ESTRATTO DELLA FONTE:
Tra la fine del XIX secolo e l'inizio del XX, con la forte industrializzazione del Valdarno aretino, le attività produttive (miniere, acciaierie) e manifatturiere (filande, cappellifici, vetrerie) dell'area richiedevano una sempre maggiore mobilità dei lavoratori e delle maestranze ma, a parte qualche rara bicicletta, l'unico modo di andare da una città all'altra, in Valdarno, era per i più quello di muoversi a piedi o, per chi poteva permetterselo, di prendere un calesse o una vettura di piazza.
Nel 1908 l'onorevole Arturo Luzzatto, deputato alla camera per il collegio di Montevarchi - S. Giovanni - Terranuova e proprietario delle ferriere sangiovannesi, propose la costruzione di un sistema di trasporto pubblico elettrico e su rotaia costituendo, nel medesimo anno, la Società per la trazione elettrica del Valdarno superiore (STV), creata per l'interessamento del Luzzatto[1]
Sebbene in apparenza la proposta sembrasse sensata essa trovò l'opposizione di numerose consorterie locali e di parte del popolo, soprattutto quello di fede socialista, che dedicò al politico-imprenditore anche una pasquinata:
Infatti, nonostante una certa componente di conservatorismo e di chiusura al nuovo tipica delle genti della valle, gli oppositori al progetto avevano tutte le ragioni per contrastarlo. La tranvia, anche se utile e necessaria sia alle imprese che agli abitanti, più che portare beneficio ai cittadini avrebbe soprattutto portato profitto agli industriali perché, con denaro pubblico, binari e vagoni li avrebbero costruiti le fonderie di Luzzatto e l'energia elettrica sarebbe stata fornita dalla SMEV, la Società Mineraria ed Elettrica del Valdarno, che proprio nel 1908, a seguito di uno sciopero di sessanta giorni dei minatori che chiedevano rialzi salariali e migliori condizioni di lavoro, non solo non aveva concesso nulla ma aveva anche licenziato, e non riassunto, tutti gli scioperanti.

MATERIALE FORNITO:
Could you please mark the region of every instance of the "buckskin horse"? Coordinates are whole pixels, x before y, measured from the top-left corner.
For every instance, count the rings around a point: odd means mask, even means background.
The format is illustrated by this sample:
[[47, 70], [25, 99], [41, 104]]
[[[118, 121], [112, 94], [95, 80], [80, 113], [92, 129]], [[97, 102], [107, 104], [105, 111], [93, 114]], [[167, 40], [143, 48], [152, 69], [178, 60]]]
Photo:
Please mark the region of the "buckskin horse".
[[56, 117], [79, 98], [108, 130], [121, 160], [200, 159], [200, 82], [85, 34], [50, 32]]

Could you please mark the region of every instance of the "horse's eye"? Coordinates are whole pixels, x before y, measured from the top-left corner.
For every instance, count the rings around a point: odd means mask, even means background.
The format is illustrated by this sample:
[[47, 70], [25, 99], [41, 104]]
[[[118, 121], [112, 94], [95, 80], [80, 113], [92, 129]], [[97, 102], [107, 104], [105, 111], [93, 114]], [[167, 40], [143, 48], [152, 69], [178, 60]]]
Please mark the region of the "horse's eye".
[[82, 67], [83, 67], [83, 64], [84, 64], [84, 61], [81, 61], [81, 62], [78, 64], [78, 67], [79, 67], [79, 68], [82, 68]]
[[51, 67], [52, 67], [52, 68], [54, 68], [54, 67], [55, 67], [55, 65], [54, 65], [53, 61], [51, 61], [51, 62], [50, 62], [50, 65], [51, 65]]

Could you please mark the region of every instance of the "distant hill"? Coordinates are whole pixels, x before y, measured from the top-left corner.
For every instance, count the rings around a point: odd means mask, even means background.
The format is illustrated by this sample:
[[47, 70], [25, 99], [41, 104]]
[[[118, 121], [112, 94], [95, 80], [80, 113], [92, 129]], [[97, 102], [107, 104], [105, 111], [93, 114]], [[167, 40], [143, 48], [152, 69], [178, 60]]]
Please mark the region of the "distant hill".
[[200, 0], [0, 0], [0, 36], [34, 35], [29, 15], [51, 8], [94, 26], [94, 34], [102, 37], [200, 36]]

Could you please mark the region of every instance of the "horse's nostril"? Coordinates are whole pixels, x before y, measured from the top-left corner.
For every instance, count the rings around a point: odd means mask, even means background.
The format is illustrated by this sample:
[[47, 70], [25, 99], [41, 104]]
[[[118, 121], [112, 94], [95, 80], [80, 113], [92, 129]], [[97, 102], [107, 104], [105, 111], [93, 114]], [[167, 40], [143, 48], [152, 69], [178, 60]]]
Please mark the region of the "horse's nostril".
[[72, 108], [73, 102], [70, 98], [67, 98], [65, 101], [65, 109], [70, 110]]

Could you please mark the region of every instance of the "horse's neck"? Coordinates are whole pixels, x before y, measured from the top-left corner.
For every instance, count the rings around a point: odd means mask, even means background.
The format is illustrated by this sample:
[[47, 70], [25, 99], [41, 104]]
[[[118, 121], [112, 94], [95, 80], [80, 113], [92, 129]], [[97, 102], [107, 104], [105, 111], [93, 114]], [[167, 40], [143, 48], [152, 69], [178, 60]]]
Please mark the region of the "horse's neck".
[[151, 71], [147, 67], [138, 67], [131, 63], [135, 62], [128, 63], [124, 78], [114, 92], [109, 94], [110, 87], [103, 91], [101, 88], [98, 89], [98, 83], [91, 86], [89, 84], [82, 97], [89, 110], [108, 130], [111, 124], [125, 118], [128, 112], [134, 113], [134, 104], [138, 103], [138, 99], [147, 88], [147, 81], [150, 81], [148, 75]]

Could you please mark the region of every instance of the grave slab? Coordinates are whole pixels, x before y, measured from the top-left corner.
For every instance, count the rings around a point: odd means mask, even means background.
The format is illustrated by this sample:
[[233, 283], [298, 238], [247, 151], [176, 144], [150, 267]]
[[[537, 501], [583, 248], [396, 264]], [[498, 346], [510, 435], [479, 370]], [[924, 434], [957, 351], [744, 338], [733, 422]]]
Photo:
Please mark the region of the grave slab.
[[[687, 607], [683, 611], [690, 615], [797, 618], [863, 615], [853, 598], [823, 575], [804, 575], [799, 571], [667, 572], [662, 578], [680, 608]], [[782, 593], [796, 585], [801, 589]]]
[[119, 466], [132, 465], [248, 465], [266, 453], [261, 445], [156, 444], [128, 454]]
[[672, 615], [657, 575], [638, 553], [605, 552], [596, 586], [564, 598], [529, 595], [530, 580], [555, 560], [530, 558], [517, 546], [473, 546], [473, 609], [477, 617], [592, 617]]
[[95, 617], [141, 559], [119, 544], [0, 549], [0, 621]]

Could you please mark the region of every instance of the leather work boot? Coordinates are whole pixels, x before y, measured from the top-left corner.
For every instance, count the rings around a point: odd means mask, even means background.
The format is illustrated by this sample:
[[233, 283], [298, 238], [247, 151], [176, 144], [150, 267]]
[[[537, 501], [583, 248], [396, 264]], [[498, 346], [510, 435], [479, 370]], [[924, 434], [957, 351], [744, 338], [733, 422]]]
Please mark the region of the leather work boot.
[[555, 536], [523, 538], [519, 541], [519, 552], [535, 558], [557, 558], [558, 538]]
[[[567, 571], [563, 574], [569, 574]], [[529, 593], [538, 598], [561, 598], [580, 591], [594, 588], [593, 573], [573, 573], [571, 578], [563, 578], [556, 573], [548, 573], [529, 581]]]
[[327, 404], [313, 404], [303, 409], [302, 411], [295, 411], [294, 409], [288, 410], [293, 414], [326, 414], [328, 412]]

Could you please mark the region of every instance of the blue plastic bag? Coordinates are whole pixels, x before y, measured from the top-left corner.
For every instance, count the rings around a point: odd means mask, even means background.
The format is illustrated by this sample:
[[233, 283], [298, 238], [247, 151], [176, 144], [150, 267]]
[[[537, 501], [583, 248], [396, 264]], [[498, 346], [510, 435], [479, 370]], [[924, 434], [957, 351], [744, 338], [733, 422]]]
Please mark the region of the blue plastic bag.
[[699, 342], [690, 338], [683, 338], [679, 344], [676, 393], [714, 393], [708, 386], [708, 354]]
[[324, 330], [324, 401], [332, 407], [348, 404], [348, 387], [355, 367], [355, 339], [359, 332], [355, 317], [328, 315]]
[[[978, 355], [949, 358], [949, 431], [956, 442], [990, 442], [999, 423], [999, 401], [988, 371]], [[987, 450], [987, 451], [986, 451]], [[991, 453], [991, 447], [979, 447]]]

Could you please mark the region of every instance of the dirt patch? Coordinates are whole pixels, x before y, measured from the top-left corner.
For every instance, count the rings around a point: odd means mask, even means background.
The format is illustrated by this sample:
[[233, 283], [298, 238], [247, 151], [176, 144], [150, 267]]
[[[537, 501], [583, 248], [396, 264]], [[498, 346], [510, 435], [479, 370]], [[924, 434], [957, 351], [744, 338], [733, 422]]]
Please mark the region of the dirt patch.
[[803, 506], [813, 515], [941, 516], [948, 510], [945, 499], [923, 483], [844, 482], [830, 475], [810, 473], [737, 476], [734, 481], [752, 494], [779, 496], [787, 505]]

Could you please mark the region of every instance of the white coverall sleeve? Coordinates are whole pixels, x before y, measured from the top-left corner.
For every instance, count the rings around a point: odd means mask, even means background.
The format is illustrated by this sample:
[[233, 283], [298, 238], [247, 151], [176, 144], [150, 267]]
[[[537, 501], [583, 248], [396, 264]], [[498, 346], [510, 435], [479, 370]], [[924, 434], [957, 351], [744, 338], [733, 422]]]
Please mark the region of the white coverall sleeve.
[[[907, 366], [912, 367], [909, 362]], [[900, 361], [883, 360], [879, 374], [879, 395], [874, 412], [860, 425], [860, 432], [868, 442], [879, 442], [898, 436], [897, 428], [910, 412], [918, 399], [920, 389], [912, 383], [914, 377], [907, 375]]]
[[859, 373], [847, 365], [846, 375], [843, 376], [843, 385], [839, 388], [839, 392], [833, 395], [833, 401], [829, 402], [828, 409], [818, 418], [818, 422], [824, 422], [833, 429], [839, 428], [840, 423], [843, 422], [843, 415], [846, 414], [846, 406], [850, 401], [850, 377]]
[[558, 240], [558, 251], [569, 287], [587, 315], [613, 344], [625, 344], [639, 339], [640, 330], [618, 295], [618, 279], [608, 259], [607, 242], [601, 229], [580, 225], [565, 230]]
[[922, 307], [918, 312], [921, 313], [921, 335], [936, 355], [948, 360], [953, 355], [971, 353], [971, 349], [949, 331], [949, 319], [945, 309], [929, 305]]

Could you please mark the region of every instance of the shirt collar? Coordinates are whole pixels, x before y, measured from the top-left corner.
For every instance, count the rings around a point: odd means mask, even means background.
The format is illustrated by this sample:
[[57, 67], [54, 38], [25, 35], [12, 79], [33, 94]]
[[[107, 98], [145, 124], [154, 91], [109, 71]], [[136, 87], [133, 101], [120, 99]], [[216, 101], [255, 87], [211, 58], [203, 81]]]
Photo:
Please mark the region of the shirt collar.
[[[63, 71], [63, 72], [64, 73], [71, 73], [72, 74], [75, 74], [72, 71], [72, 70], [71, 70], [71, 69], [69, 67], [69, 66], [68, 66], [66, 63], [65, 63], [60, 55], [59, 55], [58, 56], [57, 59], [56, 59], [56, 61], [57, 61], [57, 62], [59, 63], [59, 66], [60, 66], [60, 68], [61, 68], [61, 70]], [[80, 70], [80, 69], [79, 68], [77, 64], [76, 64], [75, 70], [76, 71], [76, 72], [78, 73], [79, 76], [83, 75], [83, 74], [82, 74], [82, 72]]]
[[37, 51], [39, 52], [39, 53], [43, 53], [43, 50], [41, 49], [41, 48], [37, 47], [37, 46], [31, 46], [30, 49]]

COMPITO ASSEGNATO A: Trascrivi il brano sulla tranvia del Valdarno da "Tra la fine" a "vettura di piazza.".
COMPITO ASSEGNATO B: Secondo il brano sulla tranvia del Valdarno, quale società avrebbe fornito l'energia elettrica?
Il materiale non serve per svolgere il lavoro.

RISPOSTA COMPLETA A:
Tra la fine del XIX secolo e l'inizio del XX, con la forte industrializzazione del Valdarno aretino, le attività produttive (miniere, acciaierie) e manifatturiere (filande, cappellifici, vetrerie) dell'area richiedevano una sempre maggiore mobilità dei lavoratori e delle maestranze ma, a parte qualche rara bicicletta, l'unico modo di andare da una città all'altra, in Valdarno, era per i più quello di muoversi a piedi o, per chi poteva permetterselo, di prendere un calesse o una vettura di piazza.

RISPOSTA COMPLETA B: La SMEV, cioè la Società Mineraria ed Elettrica del Valdarno.